- **WHAT TO WORK ON**
The listing below should be printed exactly, every line of it. Skip the pictures.

──────── RECORDS FOR THIS EXERCISE

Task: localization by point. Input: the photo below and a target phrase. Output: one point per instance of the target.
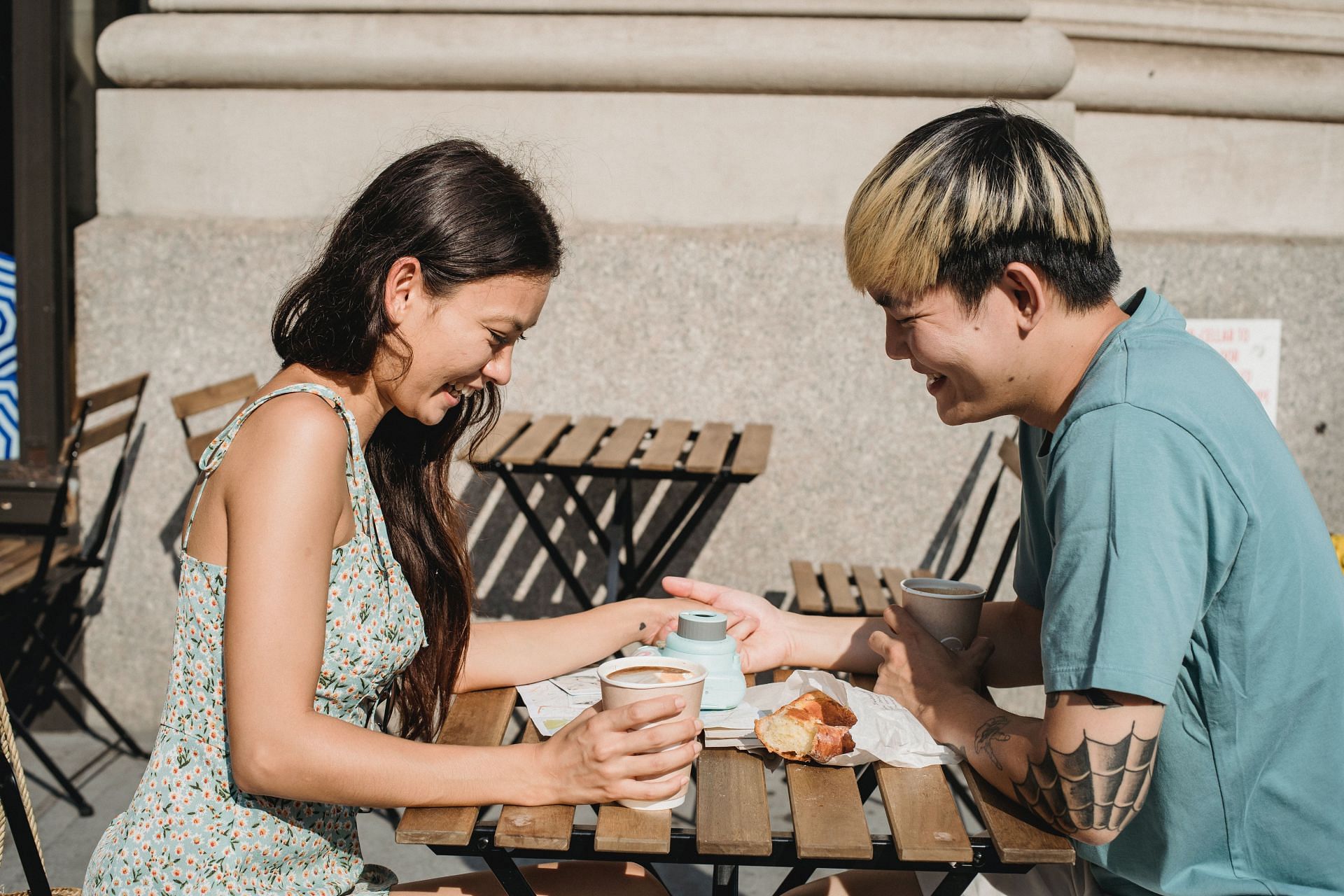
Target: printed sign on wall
(1252, 347)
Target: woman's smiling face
(967, 359)
(458, 343)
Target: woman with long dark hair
(324, 561)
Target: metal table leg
(724, 880)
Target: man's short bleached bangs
(967, 194)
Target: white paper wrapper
(886, 731)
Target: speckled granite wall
(702, 324)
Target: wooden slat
(622, 445)
(710, 448)
(19, 574)
(534, 827)
(476, 719)
(828, 820)
(203, 399)
(537, 441)
(1016, 836)
(11, 545)
(1009, 456)
(510, 425)
(580, 442)
(197, 444)
(732, 811)
(924, 816)
(634, 830)
(838, 589)
(870, 592)
(109, 396)
(753, 449)
(806, 583)
(892, 577)
(666, 448)
(96, 435)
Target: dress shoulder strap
(218, 448)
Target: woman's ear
(1028, 295)
(401, 288)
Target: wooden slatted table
(733, 820)
(710, 457)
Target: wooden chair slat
(892, 577)
(197, 445)
(534, 827)
(96, 435)
(710, 448)
(666, 448)
(924, 816)
(109, 396)
(18, 574)
(738, 821)
(806, 584)
(510, 425)
(203, 399)
(476, 719)
(1016, 836)
(13, 545)
(1009, 456)
(870, 592)
(580, 442)
(622, 445)
(753, 449)
(634, 830)
(838, 589)
(537, 441)
(828, 820)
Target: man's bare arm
(1085, 770)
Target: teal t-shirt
(1176, 554)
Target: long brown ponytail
(465, 216)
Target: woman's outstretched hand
(597, 758)
(761, 628)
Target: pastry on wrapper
(812, 727)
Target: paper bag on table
(886, 731)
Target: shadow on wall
(514, 573)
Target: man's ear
(1028, 295)
(400, 288)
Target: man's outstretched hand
(765, 640)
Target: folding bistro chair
(45, 597)
(188, 405)
(18, 814)
(869, 592)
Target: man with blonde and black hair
(1177, 594)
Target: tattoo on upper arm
(1097, 786)
(1096, 696)
(988, 735)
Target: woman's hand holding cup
(603, 757)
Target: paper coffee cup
(620, 691)
(948, 610)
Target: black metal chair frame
(632, 575)
(46, 590)
(24, 839)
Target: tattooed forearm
(988, 735)
(1094, 788)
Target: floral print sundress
(190, 830)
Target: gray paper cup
(948, 610)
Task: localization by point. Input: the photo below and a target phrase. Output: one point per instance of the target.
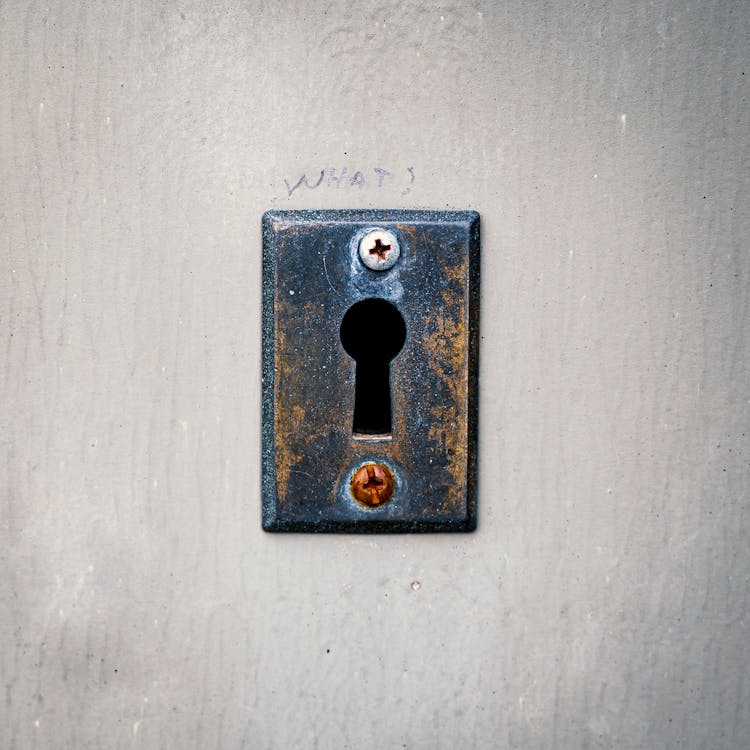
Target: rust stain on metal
(372, 484)
(426, 475)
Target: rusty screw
(379, 249)
(372, 484)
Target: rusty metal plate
(370, 372)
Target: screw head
(379, 249)
(372, 484)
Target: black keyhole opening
(372, 333)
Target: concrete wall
(603, 601)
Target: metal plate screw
(379, 249)
(372, 484)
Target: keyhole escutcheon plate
(370, 365)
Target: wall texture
(603, 601)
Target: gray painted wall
(603, 602)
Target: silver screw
(379, 249)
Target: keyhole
(372, 333)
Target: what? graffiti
(377, 177)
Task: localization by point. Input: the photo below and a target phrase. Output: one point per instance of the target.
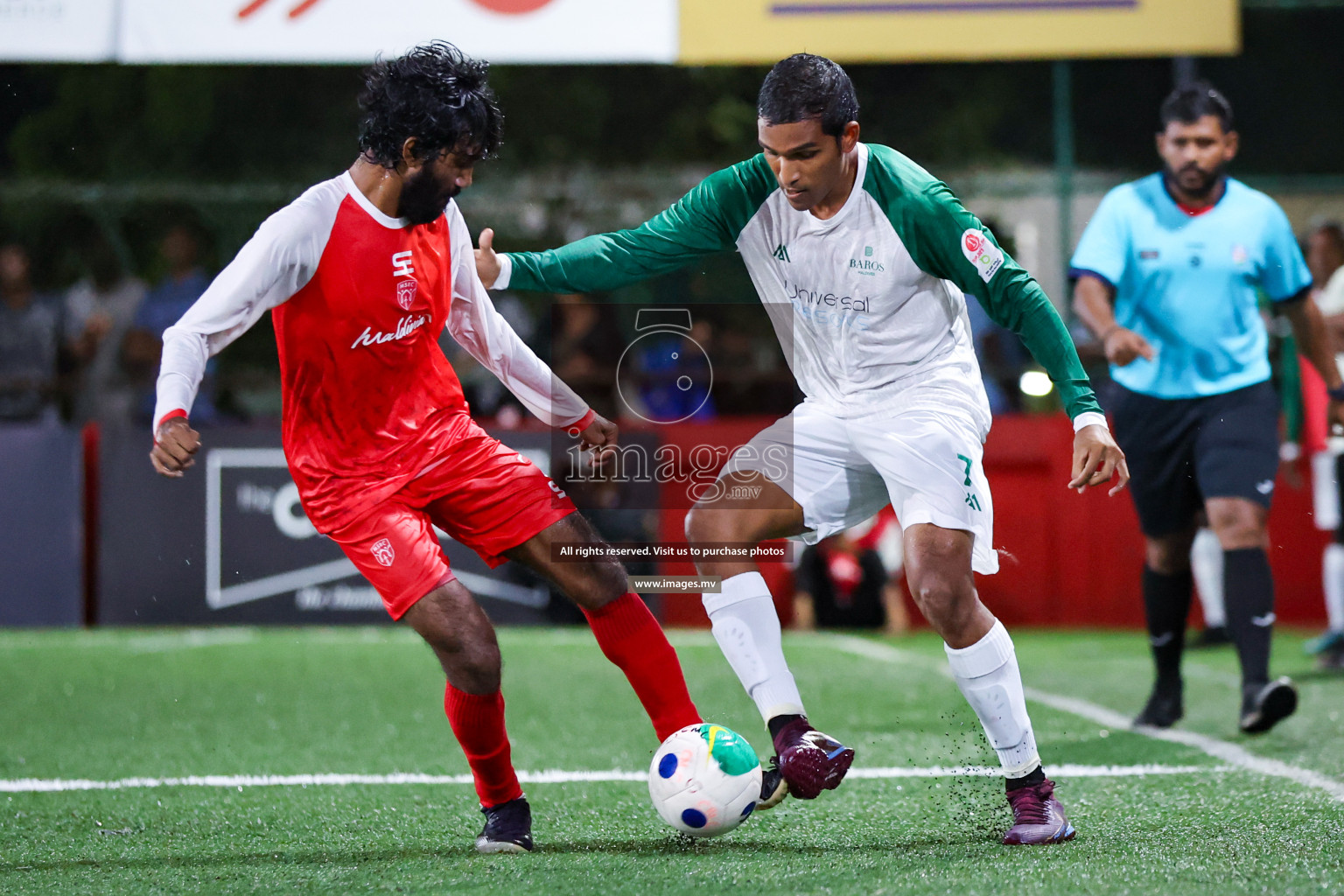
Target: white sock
(988, 677)
(1332, 575)
(1206, 562)
(747, 630)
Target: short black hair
(805, 87)
(434, 93)
(1191, 102)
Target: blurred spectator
(1002, 359)
(1326, 260)
(852, 580)
(30, 340)
(164, 306)
(98, 313)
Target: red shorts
(483, 494)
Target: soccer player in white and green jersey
(862, 261)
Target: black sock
(1026, 780)
(777, 724)
(1166, 607)
(1249, 594)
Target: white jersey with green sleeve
(863, 303)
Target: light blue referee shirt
(1188, 284)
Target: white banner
(312, 32)
(57, 30)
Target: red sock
(479, 724)
(631, 637)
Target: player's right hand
(486, 262)
(601, 437)
(1124, 346)
(175, 446)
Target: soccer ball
(704, 780)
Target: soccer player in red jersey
(361, 273)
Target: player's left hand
(1097, 459)
(601, 437)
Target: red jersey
(359, 300)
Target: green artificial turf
(107, 705)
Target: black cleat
(508, 828)
(1164, 708)
(773, 786)
(1210, 637)
(1265, 705)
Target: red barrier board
(1066, 559)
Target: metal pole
(1063, 116)
(1184, 70)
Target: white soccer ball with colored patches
(704, 780)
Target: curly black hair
(434, 93)
(805, 87)
(1191, 102)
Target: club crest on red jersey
(406, 293)
(383, 552)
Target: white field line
(1222, 750)
(553, 777)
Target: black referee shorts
(1183, 452)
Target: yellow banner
(764, 32)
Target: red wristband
(168, 416)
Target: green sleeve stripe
(930, 222)
(706, 220)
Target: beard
(424, 198)
(1194, 180)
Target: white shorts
(1326, 494)
(922, 454)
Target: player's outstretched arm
(704, 222)
(1097, 459)
(175, 446)
(1093, 303)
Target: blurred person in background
(852, 579)
(183, 283)
(1170, 271)
(30, 343)
(1326, 260)
(100, 311)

────────────────

- **PROBLEM SOLUTION**
Task: localization by point. Input: the photo below and a target phrase. Output: one point per instance of the target.
Target: printed sign on wall
(1252, 347)
Target: woman's smiling face
(967, 359)
(458, 343)
Target: woman with long dark hair
(324, 561)
Target: metal table leg
(724, 880)
Target: man's short bleached bangs
(967, 194)
Target: white paper wrapper
(886, 731)
Target: speckled granite wall
(702, 324)
Target: wooden slat
(622, 445)
(710, 448)
(19, 574)
(534, 827)
(476, 719)
(828, 820)
(203, 399)
(537, 441)
(1016, 836)
(11, 545)
(1009, 456)
(510, 425)
(580, 442)
(197, 444)
(732, 811)
(924, 816)
(634, 830)
(838, 589)
(870, 592)
(109, 396)
(753, 449)
(806, 583)
(892, 577)
(666, 448)
(96, 435)
Target: dress shoulder strap
(218, 448)
Target: woman's ear
(1028, 295)
(401, 288)
Target: wooden slatted table
(733, 820)
(710, 457)
Target: wooden chair slat
(892, 577)
(197, 445)
(534, 827)
(96, 435)
(710, 448)
(666, 448)
(924, 816)
(109, 396)
(18, 574)
(738, 821)
(806, 584)
(510, 425)
(203, 399)
(476, 719)
(1016, 836)
(13, 545)
(1009, 456)
(870, 592)
(580, 442)
(622, 445)
(753, 449)
(634, 830)
(838, 589)
(537, 441)
(828, 820)
Target: man's bare arm
(1085, 770)
Target: teal t-shirt
(1176, 554)
Target: long brown ponytail
(465, 216)
Target: woman's outstretched hand
(597, 758)
(761, 628)
Target: pastry on wrapper
(812, 727)
Target: paper bag on table
(886, 731)
Target: shadow on wall
(514, 573)
Target: man's ear
(1028, 295)
(400, 288)
Target: man's outstretched hand
(765, 640)
Target: folding bistro chair
(45, 597)
(188, 405)
(18, 814)
(869, 592)
Target: man with blonde and black hair
(1177, 594)
Target: tattoo on upper arm
(1097, 786)
(1096, 696)
(988, 735)
Target: woman's hand holding cup
(603, 757)
Target: paper coffee cup
(620, 691)
(948, 610)
Target: black metal chair frame
(632, 575)
(46, 590)
(24, 839)
Target: tattooed forearm
(988, 735)
(1094, 788)
Target: floral print sundress
(190, 830)
Target: gray paper cup
(948, 610)
Task: localization by point. Input: the photo below and a target phrase. Output: one point per instance of the target.
Target: rust stain on metal
(372, 484)
(426, 475)
Target: rusty screw
(379, 249)
(372, 484)
Target: rusty metal plate
(370, 372)
Target: screw head
(379, 249)
(372, 484)
Target: black keyhole opening
(372, 333)
Target: concrete wall
(603, 601)
Target: metal plate screw
(379, 249)
(372, 484)
Target: keyhole escutcheon plate
(370, 365)
Target: wall texture
(603, 601)
Target: gray painted wall
(603, 602)
Target: silver screw
(379, 249)
Target: keyhole
(372, 333)
Target: what? graffiti
(377, 177)
Task: localization by point. Input: the photo below and a target phrase. Output: one point per instance of the target.
Target: white sock
(988, 677)
(1332, 575)
(1206, 562)
(747, 630)
Target: short black hair
(805, 87)
(434, 93)
(1191, 102)
Target: blurred spectator
(1002, 359)
(1326, 260)
(852, 580)
(30, 340)
(164, 306)
(98, 313)
Target: red shorts
(483, 494)
Target: soccer player in white and green jersey
(862, 261)
Target: black sock
(1026, 780)
(777, 724)
(1166, 607)
(1249, 594)
Target: white jersey with green sleeve
(863, 303)
Target: light blue referee shirt
(1188, 284)
Target: white banner
(312, 32)
(57, 30)
Target: red sock
(479, 724)
(631, 637)
Target: player's right hand
(486, 262)
(601, 437)
(1124, 346)
(175, 446)
Target: soccer ball
(704, 780)
Target: soccer player in red jersey
(361, 273)
Target: player's left hand
(1097, 459)
(601, 437)
Target: red jersey
(359, 300)
Target: green artificial turf
(107, 705)
Target: black cleat
(508, 828)
(1164, 708)
(773, 786)
(1210, 637)
(1265, 705)
Target: red barrier board
(1066, 559)
Target: metal pole
(1063, 116)
(1184, 70)
Target: white soccer ball with colored patches
(704, 780)
Target: curly black hair
(434, 93)
(805, 87)
(1191, 102)
Target: club crest on red jersey
(406, 293)
(383, 552)
Target: white field line
(1222, 750)
(553, 777)
Target: black referee shorts
(1183, 452)
Target: yellow banner
(764, 32)
Target: red wristband
(168, 416)
Target: green sleeve stripe
(930, 222)
(706, 220)
Target: beard
(424, 198)
(1194, 180)
Target: white shorts
(1326, 494)
(922, 454)
Target: player's outstretched arm
(704, 222)
(1097, 459)
(175, 446)
(1093, 303)
Target: blurred person in background
(852, 579)
(183, 283)
(1170, 271)
(30, 343)
(1326, 260)
(100, 311)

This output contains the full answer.